**Action item:** From the article on Trinidad and Tobago's economy, copy the passage starting with "PORT OF SPAIN" and going on through "delivered modest growth.".

PORT OF SPAIN — Trinidad and Tobago faces sluggish economic growth unless it overhauls longstanding policy weaknesses, according to the latest IMF Article IV consultation released before Carnival. The report forecasts GDP expansion of 0.8 percent in 2025, dipping to 0.7 percent in 2026, before rebounding to 2.5 percent in 2027 and 3.9 percent in 2028—driven largely by energy sector recovery.
Energy price crashes have repeatedly battered the economy here. Back in 1982, as the oil boom faded, then-Prime Minister George Chambers told citizens after Carnival, ‘Fete over, back to work.’ The call for higher productivity went unheeded. Energy prices plunged again in 2014, alongside falling natural gas output, sparking a depression that lasted until 2022. A post-COVID rebound and the Ukraine war finally lifted prices and delivered modest growth.

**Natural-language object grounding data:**
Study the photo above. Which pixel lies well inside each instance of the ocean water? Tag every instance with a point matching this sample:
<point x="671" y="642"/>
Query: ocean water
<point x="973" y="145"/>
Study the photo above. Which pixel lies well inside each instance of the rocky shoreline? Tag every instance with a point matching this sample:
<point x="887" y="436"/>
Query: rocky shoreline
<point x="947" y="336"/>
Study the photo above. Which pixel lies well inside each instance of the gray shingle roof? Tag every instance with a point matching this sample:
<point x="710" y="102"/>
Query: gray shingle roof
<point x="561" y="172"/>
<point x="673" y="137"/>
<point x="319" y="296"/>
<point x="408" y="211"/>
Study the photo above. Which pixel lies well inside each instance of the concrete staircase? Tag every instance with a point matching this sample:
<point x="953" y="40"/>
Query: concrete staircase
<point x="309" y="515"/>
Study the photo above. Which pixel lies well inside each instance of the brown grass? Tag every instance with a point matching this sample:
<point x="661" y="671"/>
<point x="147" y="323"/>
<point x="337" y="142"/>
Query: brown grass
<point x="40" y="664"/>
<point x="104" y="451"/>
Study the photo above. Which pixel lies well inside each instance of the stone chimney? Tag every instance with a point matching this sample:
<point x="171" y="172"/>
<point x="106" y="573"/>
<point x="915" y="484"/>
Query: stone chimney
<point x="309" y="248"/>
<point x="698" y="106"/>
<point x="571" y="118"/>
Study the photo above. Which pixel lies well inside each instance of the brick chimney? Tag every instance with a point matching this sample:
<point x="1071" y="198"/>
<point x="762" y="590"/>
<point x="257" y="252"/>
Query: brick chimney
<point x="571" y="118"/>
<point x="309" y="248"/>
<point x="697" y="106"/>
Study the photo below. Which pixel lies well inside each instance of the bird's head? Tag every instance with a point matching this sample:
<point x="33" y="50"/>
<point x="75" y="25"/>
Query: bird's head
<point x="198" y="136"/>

**Task answer:**
PORT OF SPAIN — Trinidad and Tobago faces sluggish economic growth unless it overhauls longstanding policy weaknesses, according to the latest IMF Article IV consultation released before Carnival. The report forecasts GDP expansion of 0.8 percent in 2025, dipping to 0.7 percent in 2026, before rebounding to 2.5 percent in 2027 and 3.9 percent in 2028—driven largely by energy sector recovery.
Energy price crashes have repeatedly battered the economy here. Back in 1982, as the oil boom faded, then-Prime Minister George Chambers told citizens after Carnival, ‘Fete over, back to work.’ The call for higher productivity went unheeded. Energy prices plunged again in 2014, alongside falling natural gas output, sparking a depression that lasted until 2022. A post-COVID rebound and the Ukraine war finally lifted prices and delivered modest growth.